Your objective ▸ Please transcribe the data below exactly. Leave the pictures out.

Extracted material ▸
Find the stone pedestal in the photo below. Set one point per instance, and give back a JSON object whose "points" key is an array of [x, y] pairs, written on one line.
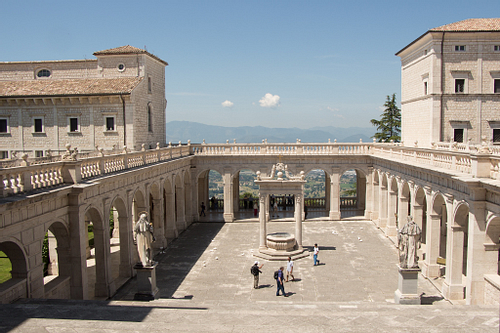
{"points": [[146, 283], [407, 292]]}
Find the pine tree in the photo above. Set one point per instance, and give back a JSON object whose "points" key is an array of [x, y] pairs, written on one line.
{"points": [[389, 126]]}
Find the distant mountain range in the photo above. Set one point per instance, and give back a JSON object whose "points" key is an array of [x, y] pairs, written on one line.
{"points": [[196, 132]]}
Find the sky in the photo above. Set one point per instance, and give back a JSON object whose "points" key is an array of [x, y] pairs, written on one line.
{"points": [[285, 64]]}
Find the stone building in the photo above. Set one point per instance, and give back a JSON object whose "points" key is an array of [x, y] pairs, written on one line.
{"points": [[113, 101], [451, 84]]}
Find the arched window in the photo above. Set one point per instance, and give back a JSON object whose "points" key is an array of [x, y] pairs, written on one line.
{"points": [[43, 73]]}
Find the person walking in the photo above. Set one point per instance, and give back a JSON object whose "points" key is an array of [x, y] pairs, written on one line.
{"points": [[315, 255], [202, 208], [289, 269], [279, 282], [255, 270]]}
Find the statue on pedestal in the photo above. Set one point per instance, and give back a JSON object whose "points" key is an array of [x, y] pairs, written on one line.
{"points": [[408, 244], [144, 237]]}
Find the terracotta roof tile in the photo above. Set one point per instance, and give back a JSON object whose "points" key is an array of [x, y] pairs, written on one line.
{"points": [[127, 49], [484, 24], [68, 87]]}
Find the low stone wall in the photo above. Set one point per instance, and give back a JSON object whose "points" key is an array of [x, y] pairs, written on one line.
{"points": [[58, 288], [491, 289], [12, 290]]}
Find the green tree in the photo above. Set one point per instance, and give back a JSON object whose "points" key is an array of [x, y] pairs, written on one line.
{"points": [[389, 126]]}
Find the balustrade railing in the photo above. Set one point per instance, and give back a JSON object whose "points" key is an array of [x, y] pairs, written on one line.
{"points": [[481, 161]]}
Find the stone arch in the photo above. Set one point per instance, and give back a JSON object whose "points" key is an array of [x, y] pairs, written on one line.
{"points": [[121, 243], [438, 235], [17, 286], [98, 266], [180, 219], [169, 210], [189, 210], [57, 280]]}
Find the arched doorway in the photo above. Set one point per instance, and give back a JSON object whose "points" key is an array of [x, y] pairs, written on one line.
{"points": [[57, 262], [15, 273]]}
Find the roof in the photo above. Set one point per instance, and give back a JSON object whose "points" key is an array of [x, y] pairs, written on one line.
{"points": [[68, 87], [127, 49], [491, 24], [469, 25]]}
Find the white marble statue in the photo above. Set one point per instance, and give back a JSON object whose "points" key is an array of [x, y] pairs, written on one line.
{"points": [[408, 244], [144, 237]]}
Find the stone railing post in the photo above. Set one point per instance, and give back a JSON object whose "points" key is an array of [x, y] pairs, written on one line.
{"points": [[480, 165], [72, 172], [125, 157]]}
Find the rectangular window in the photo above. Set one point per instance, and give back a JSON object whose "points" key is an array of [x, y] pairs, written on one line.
{"points": [[496, 86], [458, 135], [4, 125], [38, 125], [110, 123], [73, 124], [496, 135], [459, 85]]}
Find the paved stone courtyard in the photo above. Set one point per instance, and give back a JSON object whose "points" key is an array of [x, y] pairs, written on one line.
{"points": [[206, 286]]}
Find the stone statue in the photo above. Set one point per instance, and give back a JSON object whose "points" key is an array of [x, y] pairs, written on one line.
{"points": [[408, 244], [144, 237]]}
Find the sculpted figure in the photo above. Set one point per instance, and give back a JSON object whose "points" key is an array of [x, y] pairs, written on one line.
{"points": [[144, 237], [408, 244]]}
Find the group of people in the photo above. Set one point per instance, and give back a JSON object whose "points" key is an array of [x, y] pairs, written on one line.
{"points": [[279, 275]]}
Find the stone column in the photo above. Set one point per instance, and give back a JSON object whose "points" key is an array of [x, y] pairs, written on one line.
{"points": [[171, 227], [298, 220], [382, 205], [369, 194], [431, 268], [402, 212], [452, 287], [262, 221], [228, 197], [79, 241], [477, 263], [334, 213], [126, 246], [158, 230], [392, 197], [181, 217]]}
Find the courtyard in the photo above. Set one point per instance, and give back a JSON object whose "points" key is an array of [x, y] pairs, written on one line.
{"points": [[206, 286]]}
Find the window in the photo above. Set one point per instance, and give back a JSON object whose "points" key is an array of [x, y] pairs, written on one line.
{"points": [[4, 125], [150, 119], [73, 124], [110, 123], [496, 135], [496, 86], [38, 125], [458, 135], [43, 73], [459, 85]]}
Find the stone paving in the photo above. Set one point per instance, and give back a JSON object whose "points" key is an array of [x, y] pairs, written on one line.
{"points": [[206, 286]]}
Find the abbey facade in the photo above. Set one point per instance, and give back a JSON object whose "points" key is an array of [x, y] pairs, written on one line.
{"points": [[451, 189]]}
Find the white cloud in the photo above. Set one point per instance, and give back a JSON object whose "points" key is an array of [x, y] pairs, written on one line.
{"points": [[270, 101]]}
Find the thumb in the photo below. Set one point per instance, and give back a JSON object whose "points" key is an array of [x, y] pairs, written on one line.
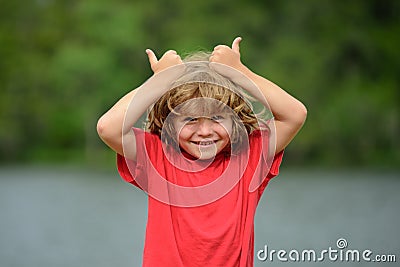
{"points": [[152, 57], [235, 44]]}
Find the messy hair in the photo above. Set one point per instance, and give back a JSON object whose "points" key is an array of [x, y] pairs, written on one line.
{"points": [[201, 83]]}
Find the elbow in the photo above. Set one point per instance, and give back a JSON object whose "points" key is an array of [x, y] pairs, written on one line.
{"points": [[104, 129]]}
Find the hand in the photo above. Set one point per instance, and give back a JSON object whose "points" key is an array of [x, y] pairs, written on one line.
{"points": [[169, 59], [229, 56]]}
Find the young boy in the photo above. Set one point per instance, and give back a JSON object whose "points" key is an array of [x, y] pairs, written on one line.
{"points": [[205, 159]]}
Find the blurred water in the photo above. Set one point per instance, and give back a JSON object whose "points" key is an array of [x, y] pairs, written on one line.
{"points": [[66, 217]]}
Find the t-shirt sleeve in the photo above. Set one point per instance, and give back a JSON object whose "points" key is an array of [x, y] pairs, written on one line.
{"points": [[134, 171]]}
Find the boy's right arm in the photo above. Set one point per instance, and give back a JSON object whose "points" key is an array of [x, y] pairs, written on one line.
{"points": [[115, 126]]}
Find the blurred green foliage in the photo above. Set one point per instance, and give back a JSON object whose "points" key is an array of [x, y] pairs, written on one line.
{"points": [[65, 62]]}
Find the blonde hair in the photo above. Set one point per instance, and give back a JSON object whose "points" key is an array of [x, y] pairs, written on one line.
{"points": [[200, 82]]}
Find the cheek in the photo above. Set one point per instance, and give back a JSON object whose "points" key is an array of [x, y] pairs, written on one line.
{"points": [[184, 133]]}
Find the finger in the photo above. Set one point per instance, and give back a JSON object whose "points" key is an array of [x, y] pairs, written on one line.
{"points": [[218, 47], [235, 44], [152, 57]]}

Reply to the exercise ▸
Find the stone pedestal in the photo below. Set one point per instance, and give back a JSON object whose "points" key is an array of [x, y] pairs, written on one line.
{"points": [[146, 283], [407, 292]]}
Find the pine tree in the photo above. Set one point per instance, and give back a JSON object whose "points" key is an array of [x, y] pairs, written on one line.
{"points": [[389, 126]]}
Find the distant mountain range in the photo above. Set one point per instance, and give back a JSON object whose "points" key is an array of [x, y] pairs, written on one line.
{"points": [[196, 132]]}
Find the sky in the photo above. Set one point per instance, and give back a JSON object whose "points" key is an array of [x, y] pairs, written on one line.
{"points": [[285, 64]]}
Find the stone building in the photo above. Set one point per instance, and give back a JSON object whose "points" key is an array of [x, y] pairs, written on one line.
{"points": [[113, 101], [451, 84]]}
Find the arched window in the photo above. Set one point per instance, and give back a JSON object whose "points" key is an array of [x, y] pairs, written on one line.
{"points": [[43, 73]]}
Find the person walking in the photo above. Set one point per instance, and give back a JSON object whose "points" key is an array of [x, y] pairs, written on one line.
{"points": [[315, 255], [202, 208], [289, 269], [279, 282], [255, 270]]}
Find the statue on pedestal in the photo above. Set one point per instance, and give back a JSON object whose "points" key is an array of [x, y] pairs, written on one line.
{"points": [[408, 244], [144, 237]]}
Find the terracotta roof tile in the photo above. Set one point per instance, and give back a JSON object whose "points" key is an array of [x, y] pairs, written on one line.
{"points": [[127, 49], [484, 24], [68, 87]]}
Find the low stone wall in the photo above. Set one point per instance, and give back a JSON object whose "points" key is an array of [x, y] pairs, written on one line.
{"points": [[58, 288], [491, 289], [12, 290]]}
Find the green tree in the photo above. Set one point per instance, and give back a JSON object whose "points" key is an array of [x, y] pairs, written on one line.
{"points": [[389, 126]]}
Find the balustrade railing in the photo above. Set one point per instance, and give back a JSON object whose "points" key is an array of [x, y] pairs, written on one line.
{"points": [[481, 161]]}
Find the stone arch in the photo above. Set one point per instance, and give back a JSON object whose "points" key is an array of [x, y] pairs, written on one line.
{"points": [[121, 243], [438, 235], [17, 286], [98, 266], [180, 219], [169, 210], [189, 210], [57, 280]]}
Find the arched doorway in the photo above. Set one point per instance, and give back a JSON object whose "points" key is an array of [x, y] pairs, written on one line.
{"points": [[57, 262], [15, 273]]}
Find the roof in the photo above. Set one point per instance, and give back a JSON object whose "points" key is an array of [x, y] pairs, written on one line.
{"points": [[68, 87], [127, 49], [491, 24], [469, 25]]}
Find the white marble statue in the photo above. Set one point per instance, and give back a JSON object whose "points" key is an array of [x, y] pairs, written on one line.
{"points": [[408, 244], [144, 237]]}
Find the stone railing post in the photo above. Set one point per instance, and give back a JSON object whose "points" key is an array of [x, y] pairs, written on one line.
{"points": [[480, 165], [72, 172], [125, 157]]}
Find the rectangular window in the photo above. Set one point per instance, and give back a JSON object whose "points" key is an array of [x, y] pairs, written on one line.
{"points": [[496, 86], [458, 135], [4, 125], [38, 125], [110, 123], [73, 124], [496, 135], [459, 85]]}
Find the paved stone courtyard in the photo above. Set one point per instance, and give back a JSON object whose "points" key is an array of [x, y] pairs, written on one line.
{"points": [[206, 286]]}
Find the stone statue in the photo above. Set one point per instance, and give back a JSON object whose "points" key is an array of [x, y] pairs, written on one line.
{"points": [[408, 244], [144, 237]]}
Find the sculpted figure in the photo above. Set one point per instance, and give back a JSON object whose "points" key is an array of [x, y] pairs, written on one line.
{"points": [[144, 237], [408, 244]]}
Find the group of people in the photo above. Set one point per instance, and give back a JSON object whose "points" key is an array of [x, y] pairs, written on one line.
{"points": [[279, 275]]}
Find the stone column in the photo above. Set one point per instance, and give back a JSON object whose "points" key is an array of [x, y] pairs, written on one line.
{"points": [[171, 227], [298, 220], [382, 205], [369, 194], [431, 268], [402, 212], [452, 287], [262, 221], [228, 197], [79, 241], [477, 263], [334, 213], [126, 246], [158, 230], [392, 197], [181, 217]]}
Find the courtyard in the photo above. Set one point per instance, and give back a JSON object whose "points" key is an array of [x, y] pairs, written on one line.
{"points": [[206, 286]]}
Find the window in the photo above. Set one point per instance, and give back a JSON object whose "points" key is an array of [x, y] pairs, written on one line.
{"points": [[4, 125], [150, 119], [73, 124], [110, 123], [496, 135], [496, 86], [38, 125], [458, 135], [43, 73], [459, 85]]}
Find the stone paving in the photo above. Set one point per instance, and give back a JSON object whose "points" key is an array of [x, y] pairs, written on one line.
{"points": [[206, 286]]}
Find the abbey facade in the photo above. Set one point per instance, and give back a JSON object whose "points" key is an array of [x, y] pairs, written on one line.
{"points": [[451, 189]]}
Find the white cloud in the photo above. Set one point per instance, and give back a JSON object whose "points" key is an array of [x, y] pairs, written on one line.
{"points": [[270, 101]]}
Find the thumb in the photo below. Set one point per instance, and give back a JSON object whose "points" key is an array of [x, y] pairs, written on one line.
{"points": [[152, 57], [235, 44]]}
Find the messy hair in the photo above. Set one point per instance, and give back a JSON object whose "points" key is an array of [x, y] pairs, written on one line.
{"points": [[201, 83]]}
Find the elbow in the photo above. Set one point per instance, and give back a JSON object whose "points" key is an array of [x, y] pairs, written on one line.
{"points": [[104, 129]]}
Find the hand in the photo above. Set one point per instance, and give back a JSON object whose "points" key is an array of [x, y] pairs, written on one line.
{"points": [[169, 59], [229, 56]]}
Find the young boy in the photo above. Set one point per instance, and give back a JSON object whose "points" key is an array of [x, y] pairs, written on one line.
{"points": [[205, 159]]}
Find the blurred water in the photo above. Set one point per instance, and give back a JSON object whose "points" key is an array of [x, y] pairs, written on one line.
{"points": [[66, 217]]}
Find the t-shirt sleeve in the photo above. Set one point per instance, and give back a JSON object whose "points" key is an array of [x, y] pairs, written on one line.
{"points": [[134, 171]]}
Find the boy's right arm in the photo above. Set one point per instance, and give back a JSON object whose "points" key is an array of [x, y] pairs, written on one line.
{"points": [[115, 126]]}
Find the blurred green foliage in the photo above. Set one point per instance, and give back a JSON object whose "points" key is an array of [x, y] pairs, written on one line.
{"points": [[65, 62]]}
Find the blonde hair in the photo above. Set one point per instance, and give back a JSON object whose "points" key is an array of [x, y] pairs, written on one line.
{"points": [[200, 82]]}
Find the cheek in the photo above. Set one point per instance, and give back a JSON object whose "points" key is an array of [x, y] pairs, written on one line.
{"points": [[184, 133]]}
Find the finger in the photo above. Set one point per instance, and give back a JSON object whose "points" key is an array of [x, y] pairs, written on one line.
{"points": [[218, 47], [235, 44], [152, 57]]}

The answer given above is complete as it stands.